── 给定文章 ──

Hadoop2.6.0运行mapreduce之推断（speculative）执行（下）

来源：互联网发布：暗黑黎明挂机软件编辑：程序博客网时间：2024/04/30 23:23

前言

在《Hadoop2.6.0运行mapreduce之推断（speculative）执行（上）》一文中对推断执行技术的背景进行了介绍，并且在Hadoop集群上做了一些测试以验证mapreduce框架的推断执行。最后还从源码分析的角度解读了DefaultSpeculator的初始化和启动过程，其中涉及DefaultSpeculator的实例化、LegacyTaskRuntimeEstimator的实例化及初始化、处理SpeculatorEvent事件的SpeculatorEventDispatcher、DefaultSpeculator收到类型为JOB_CREATE的SpeculatorEvent事件时的处理等内容。经过以上过程，实际只是完成了DefaultSpeculator的初始化，那么DefaultSpeculator是什么时候真正开始进行任务推断的呢？

任务实例启动与推断

当ResourceManager已经为作业分配并启动一个Container用于执行MRAppMaster后，MRAppMaster会获取当前job的所有task，并为每一个task创建一个TaskAttemptImpl对象，此对象代表task的一次运行尝试。当此次尝试已经分配了Container并且启动其task的时候，TaskAttemptImpl将收到TaskAttemptEventType.TA_CONTAINER_LAUNCHED类型的事件，进而对TaskAttemptImpl对象的状态进行迁移（有关状态机的实现，请参阅《Hadoop2.6.0中YARN底层状态机实现分析》一文），TaskAttemptImpl处理TaskAttemptEventType.TA_CONTAINER_LAUNCHED事件的相关迁移实现如下：

     // Transitions from the ASSIGNED state.     .addTransition(TaskAttemptStateInternal.ASSIGNED, TaskAttemptStateInternal.RUNNING,         TaskAttemptEventType.TA_CONTAINER_LAUNCHED,         new LaunchedContainerTransition())

───

**任务说明**
根据上面讲Hadoop推断执行的文章，TaskAttemptImpl对象的状态为什么会从ASSIGNED变成RUNNING？请用一到三句话说明。

── 原始资料 ──

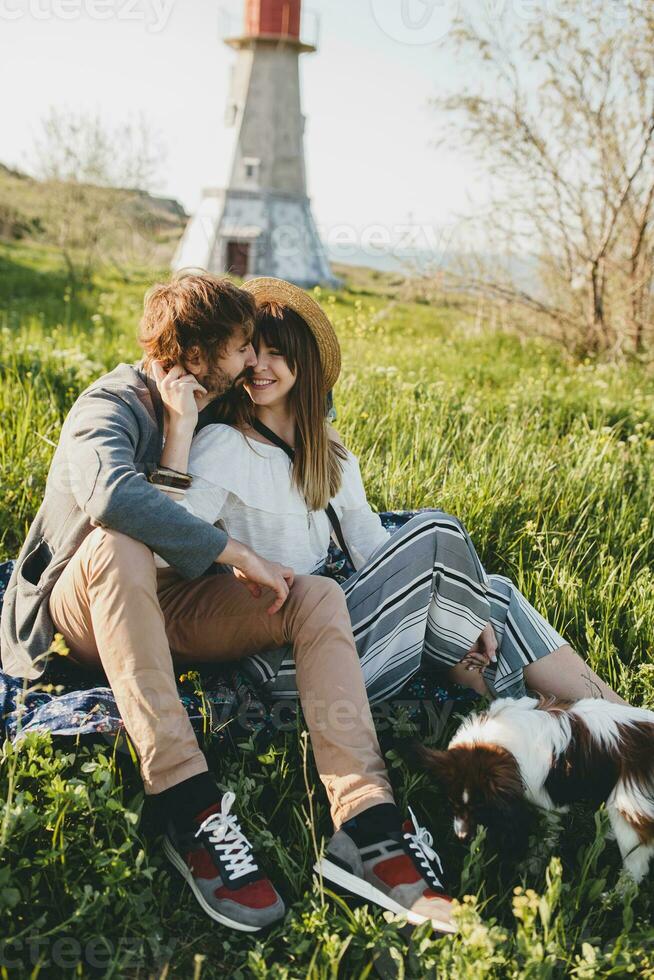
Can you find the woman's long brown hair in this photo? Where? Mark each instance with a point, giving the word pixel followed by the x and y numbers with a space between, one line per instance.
pixel 318 463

───

**参考答案**
当这次运行尝试已经分到Container并启动了它的task时，TaskAttemptImpl会收到TaskAttemptEventType.TA_CONTAINER_LAUNCHED类型的事件。TaskAttemptImpl处理这个事件时，会通过LaunchedContainerTransition把状态从ASSIGNED迁移到RUNNING。